# Strong crates



## mermaid (Nov 6, 2010)

Hi, my dog is crate trained but is a complete Houdini and will NOT stay in there if we go out. We've been using bungee cords, she was getting through the gap and locking herself out of the crate. Tried wrapping them around the crate and it's door but she has broken them. 

I wondered if anyone can advise me on a crate that she won't be able to get out of? All that I've seen have got the same bolt closure that ours has, and she throws her weight against the door to pop it.


----------



## Sled dog hotel (Aug 11, 2010)

mermaid said:


> Hi, my dog is crate trained but is a complete Houdini and will NOT stay in there if we go out. We've been using bungee cords, she was getting through the gap and locking herself out of the crate. Tried wrapping them around the crate and it's door but she has broken them.
> 
> I wondered if anyone can advise me on a crate that she won't be able to get out of? All that I've seen have got the same bolt closure that ours has, and she throws her weight against the door to pop it.


Have you got one of the lightweight crates? You probably need one of the heavy duty crates. Barjo is a good company
Indoor Kennels - Barjo - Dog Guards, Dog Cages Dog Accessories, Vehicle Kennels

Otherwise if you can track down a copy of the dog press papers like our dog or Dog world which are weekly, usually there are plenty of companies in there advertising that do heavy duty crates and such at reasonable prices.
You might even be able to find a decent heavy duty one on E-bay or similar.

A good thing to use as an extra lock is sometimes a dog lead clip, so if you have any old leads or know someone with old leads with good stong clips they dont use that may help. The really flimsy light weight crates are often not man enough for the job with a lot of the bigger stronger breeds, or even very determined littler devils sometimes.

Other then that the other suggestion would be a shipping type kennel/crate the sort you would need on airlines for transporting dogs, again you may find one on e-bay or similar


----------



## Rottiefan (Jun 20, 2010)

Why not train her to like being in her crate, so then she won't want to get out so badly? 

Or do you need to crate her for emergency reasons, e.g. she swallows foreign objects?

-*-*-

[Goal A]
In the crate thread, what does the first poster's dog do to pop the crate door open?
[Goal B]
Repeat the part of the crate thread between "Why not train" and "swallows foreign objects?", inclusive.
The listing after this note comes from a separate source.

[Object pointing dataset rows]
-*-*-

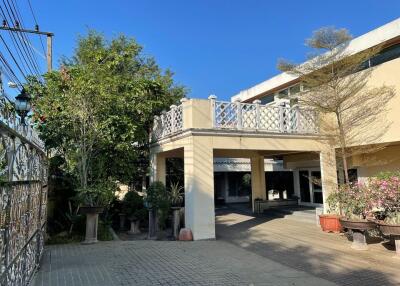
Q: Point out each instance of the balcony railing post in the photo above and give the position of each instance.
(282, 117)
(257, 102)
(294, 118)
(212, 99)
(173, 118)
(239, 117)
(163, 115)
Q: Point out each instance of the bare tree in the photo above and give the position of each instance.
(335, 83)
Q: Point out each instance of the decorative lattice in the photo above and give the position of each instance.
(226, 114)
(273, 118)
(168, 123)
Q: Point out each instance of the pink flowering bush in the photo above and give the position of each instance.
(351, 200)
(385, 189)
(378, 196)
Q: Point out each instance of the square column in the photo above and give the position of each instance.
(328, 174)
(199, 188)
(258, 188)
(158, 168)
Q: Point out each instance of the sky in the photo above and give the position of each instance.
(213, 46)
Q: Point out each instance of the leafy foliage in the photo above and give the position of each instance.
(176, 194)
(335, 83)
(97, 109)
(99, 194)
(133, 205)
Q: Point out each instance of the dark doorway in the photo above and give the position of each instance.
(280, 181)
(304, 187)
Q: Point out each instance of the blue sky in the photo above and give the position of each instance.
(213, 46)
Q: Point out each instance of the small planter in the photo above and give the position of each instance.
(359, 229)
(135, 225)
(392, 230)
(92, 220)
(330, 223)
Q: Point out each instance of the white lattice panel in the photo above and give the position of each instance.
(168, 123)
(226, 114)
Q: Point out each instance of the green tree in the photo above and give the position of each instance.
(97, 109)
(335, 83)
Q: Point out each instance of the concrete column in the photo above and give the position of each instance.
(328, 174)
(258, 189)
(199, 188)
(158, 168)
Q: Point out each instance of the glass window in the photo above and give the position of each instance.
(294, 89)
(386, 55)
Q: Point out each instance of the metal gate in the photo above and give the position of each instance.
(23, 197)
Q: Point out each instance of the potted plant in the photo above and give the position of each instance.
(386, 189)
(330, 222)
(93, 199)
(155, 199)
(176, 200)
(355, 202)
(133, 208)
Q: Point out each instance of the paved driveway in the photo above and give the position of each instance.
(164, 263)
(303, 246)
(249, 251)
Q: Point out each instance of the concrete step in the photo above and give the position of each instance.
(295, 213)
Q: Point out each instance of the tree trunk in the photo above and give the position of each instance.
(342, 139)
(152, 224)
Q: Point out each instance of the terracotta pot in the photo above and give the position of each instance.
(389, 229)
(357, 224)
(185, 234)
(330, 223)
(91, 210)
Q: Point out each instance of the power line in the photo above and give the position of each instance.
(18, 20)
(17, 41)
(36, 25)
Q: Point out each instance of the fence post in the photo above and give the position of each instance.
(212, 99)
(257, 102)
(282, 107)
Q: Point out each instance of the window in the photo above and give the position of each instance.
(267, 99)
(388, 54)
(294, 89)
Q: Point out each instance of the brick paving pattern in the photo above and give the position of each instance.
(303, 246)
(163, 263)
(249, 250)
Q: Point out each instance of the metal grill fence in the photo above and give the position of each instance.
(23, 198)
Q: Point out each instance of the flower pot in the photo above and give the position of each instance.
(359, 230)
(392, 230)
(330, 223)
(92, 221)
(176, 222)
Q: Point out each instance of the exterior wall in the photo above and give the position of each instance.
(368, 165)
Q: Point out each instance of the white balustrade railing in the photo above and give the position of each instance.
(169, 122)
(279, 118)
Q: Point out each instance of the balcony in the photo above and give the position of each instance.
(221, 116)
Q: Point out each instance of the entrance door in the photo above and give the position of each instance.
(304, 186)
(316, 187)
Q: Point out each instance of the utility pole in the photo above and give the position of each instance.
(49, 35)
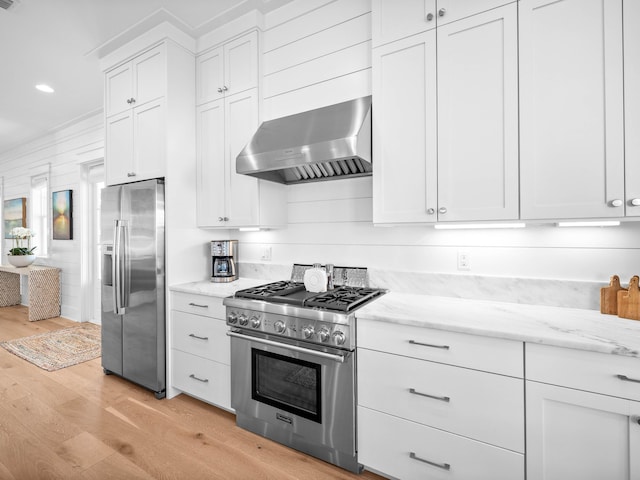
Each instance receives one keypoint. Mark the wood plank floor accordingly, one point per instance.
(77, 423)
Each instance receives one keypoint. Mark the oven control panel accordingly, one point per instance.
(315, 331)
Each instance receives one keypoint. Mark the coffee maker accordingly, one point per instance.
(223, 260)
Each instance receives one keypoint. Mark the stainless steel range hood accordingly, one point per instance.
(328, 143)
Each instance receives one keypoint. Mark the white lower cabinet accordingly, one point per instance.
(200, 349)
(426, 411)
(583, 419)
(408, 450)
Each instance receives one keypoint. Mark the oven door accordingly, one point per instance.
(298, 395)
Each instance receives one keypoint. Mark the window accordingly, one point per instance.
(39, 213)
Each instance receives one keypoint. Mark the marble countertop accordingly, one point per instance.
(221, 290)
(558, 326)
(563, 327)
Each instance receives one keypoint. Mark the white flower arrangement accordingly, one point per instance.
(19, 234)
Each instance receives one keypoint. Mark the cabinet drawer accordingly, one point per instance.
(479, 405)
(584, 370)
(480, 353)
(202, 336)
(205, 379)
(199, 304)
(386, 442)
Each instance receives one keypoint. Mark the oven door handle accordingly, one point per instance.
(330, 356)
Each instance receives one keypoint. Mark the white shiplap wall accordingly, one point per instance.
(64, 151)
(317, 53)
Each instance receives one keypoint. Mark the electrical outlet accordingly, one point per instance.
(464, 260)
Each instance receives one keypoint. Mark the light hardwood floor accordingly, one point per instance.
(77, 423)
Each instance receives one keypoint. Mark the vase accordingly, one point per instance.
(21, 260)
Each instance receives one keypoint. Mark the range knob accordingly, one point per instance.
(339, 337)
(308, 331)
(324, 334)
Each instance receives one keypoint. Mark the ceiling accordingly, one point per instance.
(59, 42)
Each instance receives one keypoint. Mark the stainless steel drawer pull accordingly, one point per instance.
(627, 379)
(191, 304)
(435, 397)
(193, 335)
(444, 347)
(203, 380)
(444, 466)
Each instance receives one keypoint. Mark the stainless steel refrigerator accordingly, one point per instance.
(133, 283)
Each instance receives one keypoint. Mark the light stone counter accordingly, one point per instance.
(220, 290)
(562, 327)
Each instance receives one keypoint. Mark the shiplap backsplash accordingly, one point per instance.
(316, 53)
(331, 222)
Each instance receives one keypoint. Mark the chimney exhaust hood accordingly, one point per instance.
(327, 143)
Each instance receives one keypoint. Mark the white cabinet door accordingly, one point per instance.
(119, 147)
(209, 76)
(148, 138)
(478, 117)
(149, 76)
(454, 10)
(632, 104)
(229, 69)
(576, 434)
(241, 64)
(571, 109)
(242, 191)
(118, 90)
(210, 164)
(404, 130)
(393, 20)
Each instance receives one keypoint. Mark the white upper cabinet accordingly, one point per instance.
(571, 109)
(632, 104)
(396, 19)
(393, 20)
(448, 152)
(135, 118)
(404, 130)
(136, 82)
(229, 69)
(478, 117)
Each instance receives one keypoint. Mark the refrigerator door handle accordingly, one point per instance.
(118, 283)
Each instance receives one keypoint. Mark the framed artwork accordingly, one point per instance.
(15, 214)
(62, 215)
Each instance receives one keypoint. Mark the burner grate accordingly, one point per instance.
(343, 298)
(271, 290)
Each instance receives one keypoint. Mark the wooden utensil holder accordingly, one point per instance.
(629, 300)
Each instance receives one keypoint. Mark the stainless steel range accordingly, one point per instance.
(293, 365)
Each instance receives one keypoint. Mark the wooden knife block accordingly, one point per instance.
(629, 300)
(609, 296)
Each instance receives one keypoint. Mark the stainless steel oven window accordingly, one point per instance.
(288, 383)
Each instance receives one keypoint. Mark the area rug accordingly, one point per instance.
(59, 348)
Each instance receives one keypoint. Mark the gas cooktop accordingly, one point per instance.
(341, 299)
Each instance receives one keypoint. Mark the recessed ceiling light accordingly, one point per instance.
(44, 88)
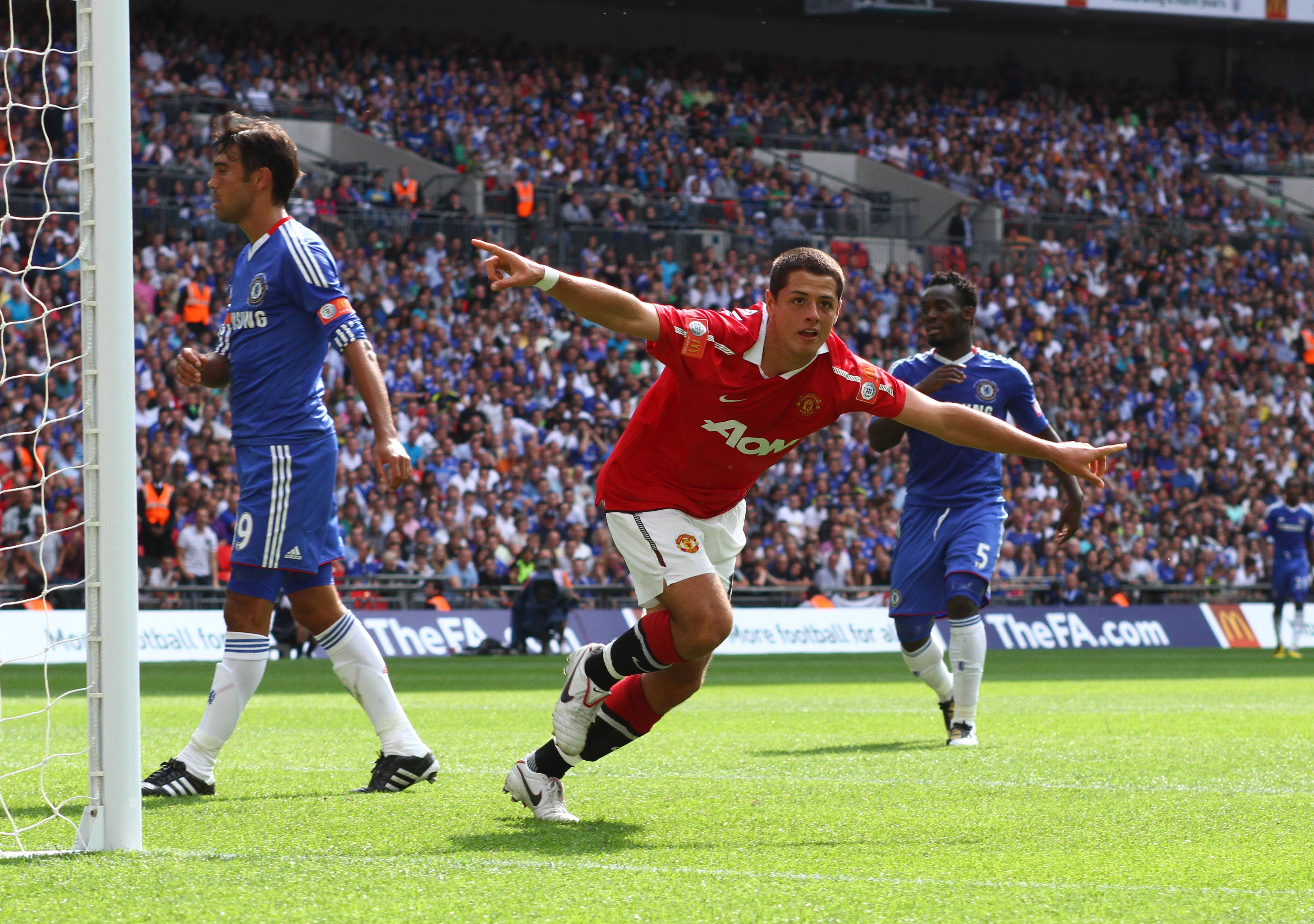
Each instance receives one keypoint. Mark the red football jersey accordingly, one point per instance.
(713, 422)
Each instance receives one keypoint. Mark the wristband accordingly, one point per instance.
(550, 279)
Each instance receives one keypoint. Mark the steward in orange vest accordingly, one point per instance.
(32, 462)
(407, 192)
(196, 308)
(523, 199)
(158, 504)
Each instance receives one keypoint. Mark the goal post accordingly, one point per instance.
(112, 821)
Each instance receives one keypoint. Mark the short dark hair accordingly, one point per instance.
(259, 142)
(810, 260)
(964, 286)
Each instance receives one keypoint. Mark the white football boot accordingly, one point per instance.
(538, 792)
(579, 704)
(962, 735)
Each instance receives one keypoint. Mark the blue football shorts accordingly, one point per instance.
(288, 514)
(939, 543)
(1291, 581)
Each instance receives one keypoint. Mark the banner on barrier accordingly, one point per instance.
(1099, 627)
(198, 635)
(1251, 626)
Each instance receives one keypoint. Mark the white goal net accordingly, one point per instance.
(56, 583)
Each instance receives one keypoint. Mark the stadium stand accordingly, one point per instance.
(1152, 301)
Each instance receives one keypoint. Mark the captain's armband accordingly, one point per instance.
(349, 332)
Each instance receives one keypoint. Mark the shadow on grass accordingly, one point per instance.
(475, 675)
(525, 835)
(874, 748)
(155, 804)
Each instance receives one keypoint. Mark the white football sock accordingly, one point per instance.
(928, 663)
(359, 666)
(968, 660)
(236, 681)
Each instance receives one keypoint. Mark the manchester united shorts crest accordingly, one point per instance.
(288, 514)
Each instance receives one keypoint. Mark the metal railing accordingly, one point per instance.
(408, 592)
(175, 104)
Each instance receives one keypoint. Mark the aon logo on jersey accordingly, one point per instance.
(241, 320)
(749, 446)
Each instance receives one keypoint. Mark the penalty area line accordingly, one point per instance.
(409, 863)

-*-*-

[Full answer A]
She throws her weight against the door.

[Full answer B]
Why not train her to like being in her crate, so then she won't want to get out so badly? 

Or do you need to crate her for emergency reasons, e.g. she swallows foreign objects?